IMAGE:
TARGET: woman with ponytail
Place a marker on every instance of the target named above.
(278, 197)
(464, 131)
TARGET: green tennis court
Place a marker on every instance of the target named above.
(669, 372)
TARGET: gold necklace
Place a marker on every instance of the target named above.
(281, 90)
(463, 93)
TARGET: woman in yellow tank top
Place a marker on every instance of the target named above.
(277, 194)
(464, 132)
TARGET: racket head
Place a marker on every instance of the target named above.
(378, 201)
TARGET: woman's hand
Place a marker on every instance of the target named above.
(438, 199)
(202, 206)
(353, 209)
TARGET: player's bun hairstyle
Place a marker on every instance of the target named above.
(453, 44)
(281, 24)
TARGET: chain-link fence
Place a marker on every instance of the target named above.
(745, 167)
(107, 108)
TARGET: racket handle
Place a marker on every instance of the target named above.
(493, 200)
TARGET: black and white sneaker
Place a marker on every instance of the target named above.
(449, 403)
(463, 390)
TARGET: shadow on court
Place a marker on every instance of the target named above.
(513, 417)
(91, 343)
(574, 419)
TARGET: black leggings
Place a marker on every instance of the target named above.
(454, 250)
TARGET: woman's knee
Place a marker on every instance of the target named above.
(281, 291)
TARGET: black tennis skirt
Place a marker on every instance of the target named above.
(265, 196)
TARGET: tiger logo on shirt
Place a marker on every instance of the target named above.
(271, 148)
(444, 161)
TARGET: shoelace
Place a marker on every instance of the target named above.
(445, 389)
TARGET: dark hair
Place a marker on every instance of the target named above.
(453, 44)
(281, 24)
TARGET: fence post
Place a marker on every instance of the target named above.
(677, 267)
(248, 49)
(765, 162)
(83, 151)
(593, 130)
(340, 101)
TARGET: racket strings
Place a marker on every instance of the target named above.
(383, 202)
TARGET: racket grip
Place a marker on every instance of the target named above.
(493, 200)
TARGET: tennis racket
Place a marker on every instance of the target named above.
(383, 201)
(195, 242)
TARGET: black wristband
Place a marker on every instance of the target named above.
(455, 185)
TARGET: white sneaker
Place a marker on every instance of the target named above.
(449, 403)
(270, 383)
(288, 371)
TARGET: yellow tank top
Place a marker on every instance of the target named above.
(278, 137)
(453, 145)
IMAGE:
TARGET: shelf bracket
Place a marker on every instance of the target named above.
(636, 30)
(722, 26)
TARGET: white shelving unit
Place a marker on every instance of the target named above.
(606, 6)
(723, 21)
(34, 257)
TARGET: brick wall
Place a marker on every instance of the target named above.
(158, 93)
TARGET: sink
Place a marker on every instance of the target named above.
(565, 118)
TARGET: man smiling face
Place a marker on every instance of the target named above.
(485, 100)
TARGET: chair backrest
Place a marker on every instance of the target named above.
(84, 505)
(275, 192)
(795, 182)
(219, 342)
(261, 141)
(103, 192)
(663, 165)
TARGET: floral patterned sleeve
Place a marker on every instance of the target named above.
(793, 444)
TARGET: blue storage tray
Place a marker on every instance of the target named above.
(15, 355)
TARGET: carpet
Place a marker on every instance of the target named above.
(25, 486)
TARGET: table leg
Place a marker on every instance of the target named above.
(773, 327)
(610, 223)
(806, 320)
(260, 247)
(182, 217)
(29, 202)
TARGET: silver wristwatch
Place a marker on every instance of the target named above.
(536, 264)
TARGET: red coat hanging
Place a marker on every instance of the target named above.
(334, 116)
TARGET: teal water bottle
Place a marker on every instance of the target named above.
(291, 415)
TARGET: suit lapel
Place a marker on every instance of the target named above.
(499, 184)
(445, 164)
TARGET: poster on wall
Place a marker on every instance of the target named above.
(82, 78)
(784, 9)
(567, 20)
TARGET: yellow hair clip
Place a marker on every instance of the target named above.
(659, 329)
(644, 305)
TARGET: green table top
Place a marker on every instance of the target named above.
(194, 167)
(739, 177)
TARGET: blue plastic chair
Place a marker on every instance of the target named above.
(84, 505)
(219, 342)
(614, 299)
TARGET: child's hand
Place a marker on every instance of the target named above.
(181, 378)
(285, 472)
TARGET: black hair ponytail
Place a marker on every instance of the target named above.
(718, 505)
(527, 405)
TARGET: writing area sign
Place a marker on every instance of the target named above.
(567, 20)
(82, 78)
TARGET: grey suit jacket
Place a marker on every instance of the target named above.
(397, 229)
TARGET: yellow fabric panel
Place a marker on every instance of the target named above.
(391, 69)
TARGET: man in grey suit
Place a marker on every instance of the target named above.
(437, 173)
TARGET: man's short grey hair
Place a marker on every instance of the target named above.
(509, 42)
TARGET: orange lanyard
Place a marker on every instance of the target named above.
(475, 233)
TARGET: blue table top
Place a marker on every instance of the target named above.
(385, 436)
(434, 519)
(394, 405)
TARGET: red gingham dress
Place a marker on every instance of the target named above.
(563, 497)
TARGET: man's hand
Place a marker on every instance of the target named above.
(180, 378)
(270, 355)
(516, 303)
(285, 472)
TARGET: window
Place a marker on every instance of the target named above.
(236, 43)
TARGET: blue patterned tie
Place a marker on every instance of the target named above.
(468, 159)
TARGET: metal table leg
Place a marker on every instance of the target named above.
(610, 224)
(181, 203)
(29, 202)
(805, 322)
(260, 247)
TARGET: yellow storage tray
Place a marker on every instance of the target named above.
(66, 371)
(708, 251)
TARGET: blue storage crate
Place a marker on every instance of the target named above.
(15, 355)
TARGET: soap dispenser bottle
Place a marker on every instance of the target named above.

__STATED PROBLEM__
Turn every line of the listing above into a numbered list, leaving out blank lines.

__RESPONSE TO THE TASK__
1. IMAGE:
2. TARGET: woman with ponytail
3. Place a marker on every instance of the target named above.
4. (278, 197)
5. (464, 131)
6. TARGET: green tennis court
7. Place a marker on every instance of the target named above.
8. (669, 372)
9. TARGET: gold necklace
10. Place a marker on every instance of the target named above.
11. (281, 90)
12. (463, 93)
13. TARGET: woman in yellow tank top
14. Place a marker on every instance of the target named above.
15. (277, 194)
16. (464, 132)
17. TARGET: racket head
18. Place a marker on every instance of the target named above.
19. (378, 201)
20. TARGET: woman's hand
21. Place a marker on every instance of the target named above.
22. (438, 199)
23. (202, 206)
24. (353, 209)
25. TARGET: player's bun hairstyle
26. Place a marker on every instance of the target named above.
27. (453, 44)
28. (281, 24)
29. TARGET: chain-link fence
30. Place a marker on every instance of the target named above.
31. (745, 167)
32. (107, 108)
33. TARGET: racket handle
34. Place a marker on every instance of the target named above.
35. (493, 200)
36. TARGET: black and white sneaker
37. Place a marker on every instance of the target named above.
38. (449, 403)
39. (463, 390)
40. TARGET: shadow on court
41. Place a marker on every instance of the target named above.
42. (513, 417)
43. (91, 343)
44. (574, 419)
45. TARGET: black leggings
46. Place a marker on every instance of the target named above.
47. (454, 250)
48. TARGET: woman's knee
49. Place a marker on every instance of the target named above.
50. (281, 291)
51. TARGET: black tennis skirt
52. Place a marker on every instance of the target named above.
53. (265, 196)
54. TARGET: tiger logo on shirt
55. Place a marker on every instance of the target named above.
56. (271, 148)
57. (444, 161)
58. TARGET: shoelace
59. Place a marker on every instance of the target named above.
60. (445, 389)
61. TARGET: dark hair
62. Place a marker on every instance of the target named above.
63. (453, 44)
64. (281, 24)
65. TARGET: fence post
66. Place a marker on every instance of the target named above.
67. (677, 267)
68. (248, 49)
69. (765, 162)
70. (83, 151)
71. (593, 130)
72. (340, 101)
73. TARGET: racket strings
74. Place a marker on every instance of the target named above.
75. (383, 202)
76. TARGET: racket grip
77. Place a marker on every instance of the target named above.
78. (493, 200)
79. TARGET: tennis racket
80. Place a marker on every instance of the target named above.
81. (383, 201)
82. (195, 242)
83. TARGET: black wristband
84. Place a marker on every instance of the target named above.
85. (455, 185)
86. TARGET: white sneaker
87. Place a marker on every instance of the target named above.
88. (449, 403)
89. (270, 383)
90. (288, 371)
91. TARGET: yellow tank top
92. Place a marker on every instance of the target named above.
93. (278, 137)
94. (453, 145)
95. IMAGE:
96. TARGET: shelf bracket
97. Place a marker on every instance of the target named above.
98. (636, 30)
99. (722, 26)
100. TARGET: white shelving unit
101. Place a marker on every instance of the target named above.
102. (606, 6)
103. (723, 21)
104. (34, 257)
105. TARGET: brick wall
106. Place a marker on every instance of the target named above.
107. (158, 93)
108. TARGET: sink
109. Place a marker on every instance of the target named above.
110. (565, 118)
111. TARGET: man smiling face
112. Place a marker on every instance of the target named above.
113. (485, 100)
114. TARGET: chair backrest
115. Place a marker on every instance of the target named above.
116. (84, 505)
117. (275, 192)
118. (795, 182)
119. (219, 342)
120. (261, 141)
121. (103, 192)
122. (663, 165)
123. TARGET: floral patterned sleeve
124. Place a marker on every instance of the target named above.
125. (793, 444)
126. TARGET: blue storage tray
127. Place a marker on every instance of the target named above.
128. (15, 355)
129. TARGET: carpet
130. Place a marker on every instance of the target named above.
131. (25, 486)
132. TARGET: table leg
133. Place a marker on every instance of the target named above.
134. (773, 327)
135. (610, 223)
136. (806, 320)
137. (260, 247)
138. (182, 217)
139. (29, 202)
140. TARGET: silver wristwatch
141. Place a marker on every instance of the target named above.
142. (536, 264)
143. TARGET: red coat hanging
144. Place a marker on every instance of the target named above.
145. (334, 116)
146. TARGET: teal water bottle
147. Place a marker on every instance of the target named above.
148. (291, 415)
149. TARGET: suit lapel
150. Place a marker on every instance of the target named above.
151. (499, 184)
152. (445, 164)
153. TARGET: poster on wall
154. Place a marker on every instance of the target named above.
155. (82, 78)
156. (784, 9)
157. (567, 20)
158. TARGET: yellow hair clip
159. Place a marker on every instance of the target named above.
160. (659, 329)
161. (644, 305)
162. TARGET: green table top
163. Place a marker on every instance of the target named above.
164. (194, 167)
165. (739, 177)
166. TARGET: blue plastic chair
167. Place a marker on every instance of the target named above.
168. (84, 505)
169. (219, 342)
170. (614, 299)
171. TARGET: child's hand
172. Place a marker on every instance of the target named above.
173. (181, 378)
174. (285, 472)
175. TARGET: black hair ponytail
176. Place a marker on every instance of the target named above.
177. (718, 505)
178. (527, 405)
179. TARGET: writing area sign
180. Place a marker on every instance of the target named above.
181. (567, 20)
182. (82, 78)
183. TARGET: grey suit jacket
184. Place a marker on every instance of the target named above.
185. (397, 229)
186. TARGET: yellow fabric panel
187. Place a marker on every instance of the target named above.
188. (391, 69)
189. TARGET: man in grey suit
190. Place a marker on every instance of the target named above.
191. (437, 173)
192. TARGET: man's short grey hair
193. Place a marker on every instance of the target named above.
194. (509, 42)
195. TARGET: orange lanyard
196. Place a marker on every instance of the target named above.
197. (475, 233)
198. TARGET: blue table top
199. Place a marker on every instance of the target named above.
200. (385, 436)
201. (434, 519)
202. (394, 405)
203. TARGET: red gingham dress
204. Place a marker on every instance of the target named above.
205. (563, 497)
206. TARGET: man's hand
207. Place a marker on every instance of the target named above.
208. (180, 378)
209. (270, 355)
210. (516, 303)
211. (285, 472)
212. TARGET: window
213. Place a marker on every instance of the target named above.
214. (236, 43)
215. TARGET: blue patterned tie
216. Place a marker on every instance of the target named above.
217. (468, 159)
218. TARGET: metal table leg
219. Place a marker on every instance of the target named above.
220. (610, 224)
221. (181, 203)
222. (29, 202)
223. (805, 322)
224. (260, 247)
225. TARGET: yellow storage tray
226. Place a marker on every instance of the target named above.
227. (66, 371)
228. (708, 251)
229. TARGET: blue storage crate
230. Place a marker on every instance of the target named above.
231. (15, 355)
232. TARGET: soap dispenser bottle
233. Place a marker on every instance of the target named above.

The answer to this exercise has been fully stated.